__WHAT TO WORK ON__: Find every line below that contains the word "trunk" and copy each one out in full.

● ● ●

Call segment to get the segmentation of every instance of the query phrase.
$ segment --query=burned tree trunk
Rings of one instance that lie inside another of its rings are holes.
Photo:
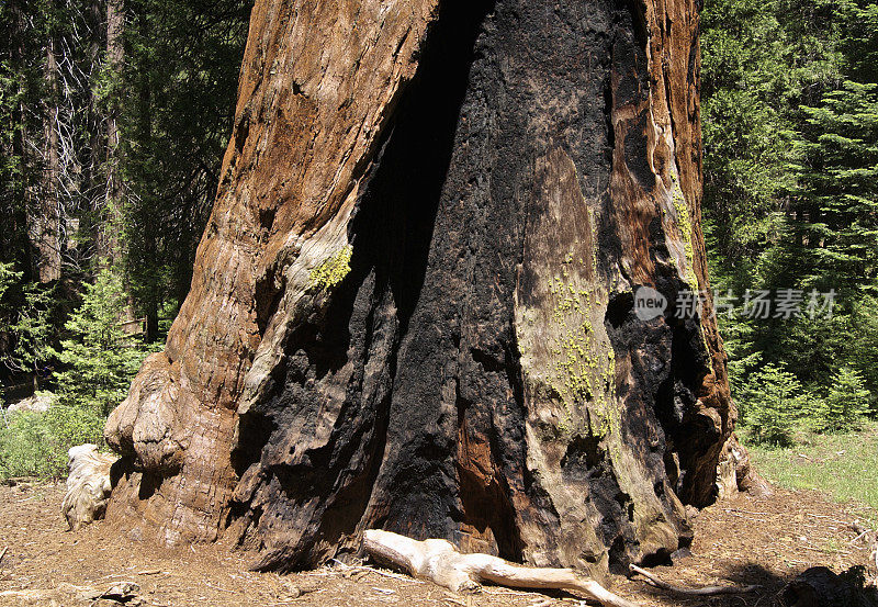
[[[688,0],[258,0],[108,517],[281,570],[369,528],[598,578],[688,543],[734,420],[710,302],[674,314],[708,286],[697,32]]]

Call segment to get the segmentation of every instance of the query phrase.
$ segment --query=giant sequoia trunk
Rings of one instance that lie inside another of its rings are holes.
[[[369,528],[598,576],[689,542],[734,418],[709,302],[674,315],[697,33],[694,0],[257,0],[108,517],[281,570]]]

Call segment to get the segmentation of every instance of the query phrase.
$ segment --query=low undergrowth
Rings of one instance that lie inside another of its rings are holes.
[[[870,421],[859,431],[844,434],[802,430],[786,447],[756,443],[747,429],[740,434],[757,470],[769,481],[878,509],[878,424]],[[876,513],[864,516],[875,519]]]

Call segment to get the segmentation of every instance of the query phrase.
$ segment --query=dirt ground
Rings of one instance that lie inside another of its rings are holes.
[[[139,586],[127,605],[148,606],[381,606],[575,607],[574,597],[499,587],[460,596],[382,570],[351,574],[325,567],[292,575],[254,573],[254,555],[223,544],[164,549],[135,541],[105,521],[67,531],[60,515],[63,485],[0,487],[0,605],[80,606],[89,588],[119,582]],[[875,519],[865,507],[841,506],[814,492],[778,490],[768,499],[740,496],[695,519],[691,555],[654,573],[678,585],[759,584],[747,595],[689,598],[654,589],[642,580],[614,578],[612,589],[643,606],[740,607],[773,604],[775,594],[812,565],[841,572],[868,560],[869,548],[851,527]],[[389,576],[395,575],[395,576]],[[306,591],[299,597],[299,591]],[[31,591],[10,595],[9,591]]]

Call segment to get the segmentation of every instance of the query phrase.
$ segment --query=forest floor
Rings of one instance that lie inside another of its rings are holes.
[[[80,606],[94,593],[127,581],[139,586],[127,605],[148,606],[382,606],[575,607],[573,597],[486,587],[461,596],[381,570],[325,567],[277,575],[254,573],[254,555],[219,544],[162,549],[99,521],[67,531],[61,484],[0,486],[0,605]],[[654,573],[678,585],[758,584],[748,595],[688,598],[642,580],[615,577],[612,589],[643,606],[769,607],[777,592],[812,565],[841,572],[865,564],[869,547],[851,524],[874,520],[865,506],[840,505],[813,491],[778,488],[770,498],[741,495],[702,510],[694,521],[691,555]],[[30,591],[10,595],[9,591]],[[304,591],[299,598],[294,596]]]

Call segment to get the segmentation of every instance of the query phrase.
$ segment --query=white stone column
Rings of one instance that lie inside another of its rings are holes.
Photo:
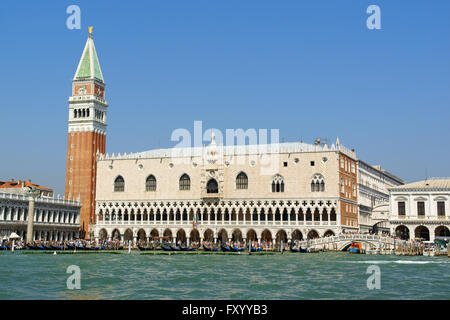
[[[29,197],[28,200],[28,223],[27,223],[27,243],[33,241],[33,220],[34,220],[34,198]]]

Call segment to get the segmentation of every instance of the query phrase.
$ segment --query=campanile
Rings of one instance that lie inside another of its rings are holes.
[[[66,199],[80,197],[80,237],[95,223],[97,153],[105,153],[105,82],[92,38],[92,27],[72,80],[66,166]]]

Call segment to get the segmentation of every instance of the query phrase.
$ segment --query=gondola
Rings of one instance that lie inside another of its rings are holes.
[[[153,248],[145,248],[145,247],[141,247],[140,245],[138,245],[138,249],[139,249],[139,251],[149,251],[149,250],[153,250]]]
[[[212,247],[208,247],[207,245],[203,244],[203,249],[205,251],[220,251],[220,248],[212,248]]]
[[[197,251],[195,247],[181,247],[181,251]]]
[[[163,244],[161,245],[161,249],[163,249],[164,251],[173,251],[170,246],[163,245]]]

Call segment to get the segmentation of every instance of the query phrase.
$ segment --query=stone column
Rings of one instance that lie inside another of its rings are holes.
[[[34,219],[34,198],[30,197],[28,201],[27,243],[31,243],[33,241],[33,219]]]

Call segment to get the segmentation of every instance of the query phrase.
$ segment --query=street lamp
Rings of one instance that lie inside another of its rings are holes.
[[[11,252],[14,253],[14,245],[15,245],[15,240],[20,239],[20,237],[17,235],[17,233],[13,232],[9,235],[9,240],[12,240],[13,243],[11,245]]]
[[[27,243],[33,241],[34,200],[40,191],[36,187],[28,187],[27,194],[30,196],[28,202]]]

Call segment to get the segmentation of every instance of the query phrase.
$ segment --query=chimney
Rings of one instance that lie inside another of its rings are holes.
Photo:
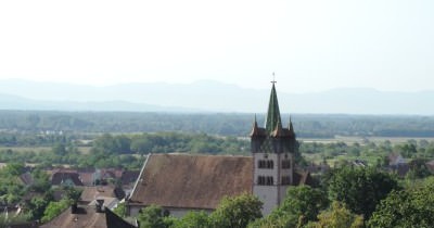
[[[95,201],[95,210],[97,213],[103,213],[103,205],[104,205],[104,200],[97,200]]]
[[[71,205],[71,214],[77,214],[77,203],[75,202]]]

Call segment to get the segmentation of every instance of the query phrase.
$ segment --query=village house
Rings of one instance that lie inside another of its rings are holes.
[[[54,219],[40,226],[41,228],[137,228],[125,221],[99,201],[97,205],[78,206],[73,204]]]
[[[275,81],[265,127],[256,117],[253,123],[251,148],[251,156],[150,154],[127,200],[128,213],[137,216],[151,204],[177,217],[189,211],[212,212],[225,195],[246,192],[263,201],[267,215],[290,186],[309,183],[309,173],[295,164],[298,143],[291,119],[282,126]]]

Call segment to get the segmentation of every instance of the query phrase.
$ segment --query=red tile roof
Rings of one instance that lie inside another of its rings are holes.
[[[152,154],[130,204],[215,208],[224,195],[252,193],[253,157]]]

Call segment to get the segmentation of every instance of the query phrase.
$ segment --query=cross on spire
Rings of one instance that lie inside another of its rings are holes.
[[[276,81],[276,75],[275,75],[275,73],[272,73],[272,80],[271,80],[270,83],[271,83],[271,84],[278,83],[278,81]]]

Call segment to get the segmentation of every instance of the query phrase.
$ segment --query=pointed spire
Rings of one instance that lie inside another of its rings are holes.
[[[292,126],[291,115],[290,115],[290,126],[288,126],[288,128],[290,129],[290,132],[294,132],[294,126]]]
[[[259,129],[257,126],[256,113],[255,113],[255,121],[253,123],[253,129],[252,129],[251,136],[257,136],[258,134],[259,134]]]
[[[276,124],[276,128],[272,131],[271,136],[272,137],[279,137],[279,136],[283,136],[283,128],[282,128],[282,123],[280,123],[280,119],[278,121],[278,123]]]
[[[272,87],[271,87],[271,94],[270,94],[270,101],[268,103],[268,112],[267,112],[267,119],[265,124],[265,129],[267,132],[271,134],[277,125],[282,125],[281,118],[280,118],[280,111],[279,111],[279,102],[278,102],[278,96],[276,92],[276,80],[271,81]],[[282,126],[280,126],[282,127]]]

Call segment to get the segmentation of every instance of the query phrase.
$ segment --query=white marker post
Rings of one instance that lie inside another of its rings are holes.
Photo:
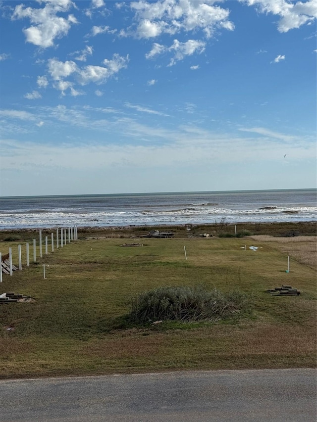
[[[9,264],[10,267],[10,275],[12,275],[12,248],[9,248]]]
[[[29,244],[26,244],[26,266],[28,267],[30,264],[29,261]]]
[[[19,271],[22,270],[22,255],[21,254],[21,245],[18,245],[18,253],[19,254]]]
[[[33,262],[36,261],[36,240],[33,239]]]
[[[42,258],[42,230],[40,231],[40,258]]]

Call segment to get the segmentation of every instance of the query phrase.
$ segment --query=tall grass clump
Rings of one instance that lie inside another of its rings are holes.
[[[141,293],[133,301],[128,319],[141,324],[158,320],[215,322],[246,307],[246,295],[237,291],[224,293],[202,287],[160,287]]]

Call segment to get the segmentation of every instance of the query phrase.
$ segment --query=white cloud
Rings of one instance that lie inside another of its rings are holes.
[[[27,93],[24,95],[24,98],[28,99],[37,99],[42,98],[42,95],[38,91],[32,91],[31,93]]]
[[[260,11],[280,16],[277,24],[280,32],[287,32],[310,23],[317,17],[316,0],[288,1],[286,0],[240,0],[249,5],[259,6]]]
[[[273,60],[272,60],[272,61],[270,62],[270,63],[278,63],[278,62],[280,61],[281,60],[285,60],[285,56],[284,54],[283,55],[281,55],[281,54],[278,54],[278,55],[277,56],[274,58],[274,59]]]
[[[161,54],[167,50],[167,47],[158,43],[154,43],[151,50],[146,54],[145,57],[146,58],[152,58],[158,54]]]
[[[82,85],[90,82],[102,84],[111,76],[117,73],[121,69],[127,67],[129,61],[128,55],[122,57],[115,53],[111,60],[105,59],[103,63],[105,67],[101,66],[86,66],[78,71],[78,80]]]
[[[83,91],[78,91],[70,87],[70,95],[72,96],[78,96],[78,95],[84,95],[85,93]]]
[[[164,33],[201,30],[209,38],[216,28],[232,30],[234,25],[228,20],[229,11],[213,5],[213,2],[209,0],[131,2],[130,7],[135,12],[135,34],[140,38],[151,38]]]
[[[66,18],[57,16],[73,5],[71,0],[47,1],[44,7],[38,9],[19,4],[15,6],[12,19],[28,18],[33,25],[23,29],[27,42],[46,48],[54,45],[55,39],[67,35],[71,25],[78,23],[73,15]]]
[[[0,110],[0,116],[21,120],[35,120],[36,117],[31,113],[19,110]]]
[[[74,84],[72,82],[69,82],[68,81],[58,80],[53,84],[53,86],[55,89],[58,90],[61,92],[61,94],[62,95],[64,95],[65,91],[66,91],[66,90],[68,90],[68,88],[72,87],[73,85]]]
[[[265,128],[239,128],[239,130],[245,132],[257,133],[259,135],[264,135],[264,136],[269,137],[269,138],[280,139],[286,142],[293,141],[294,139],[294,137],[293,136],[284,135],[279,132],[275,132],[269,129],[266,129]]]
[[[174,40],[170,47],[166,47],[155,43],[152,49],[145,55],[146,58],[153,58],[158,54],[169,52],[174,53],[168,66],[173,66],[176,61],[182,60],[185,56],[192,55],[194,53],[201,54],[205,50],[206,43],[196,40],[189,40],[185,43],[181,43]]]
[[[155,110],[142,107],[141,105],[130,104],[129,102],[126,102],[124,105],[129,108],[134,108],[138,111],[141,111],[143,113],[148,113],[149,114],[158,114],[159,116],[165,116],[166,117],[169,116],[168,114],[165,114],[164,113],[162,113],[161,111],[157,111]]]
[[[46,76],[38,76],[37,83],[40,88],[46,88],[49,85]]]
[[[86,46],[83,50],[80,51],[75,51],[74,53],[72,53],[71,55],[79,54],[79,55],[75,57],[75,60],[78,60],[79,61],[86,61],[87,59],[87,56],[92,55],[93,51],[93,48],[91,46]]]
[[[93,7],[98,8],[98,7],[102,7],[105,5],[105,1],[104,0],[92,0],[93,3]]]
[[[7,54],[5,53],[2,53],[1,54],[0,54],[0,61],[1,61],[3,60],[6,60],[9,58],[10,57],[10,54]]]
[[[114,34],[116,31],[116,29],[110,29],[109,26],[93,26],[91,29],[91,35],[95,37],[99,34],[106,34],[106,32]]]
[[[63,62],[55,58],[49,60],[48,67],[51,76],[55,81],[66,78],[78,70],[77,65],[74,61],[66,60]]]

● ● ●

__EXERCISE RESPONSE__:
$ segment --query=burned tree trunk
$ segment --query=giant sequoia trunk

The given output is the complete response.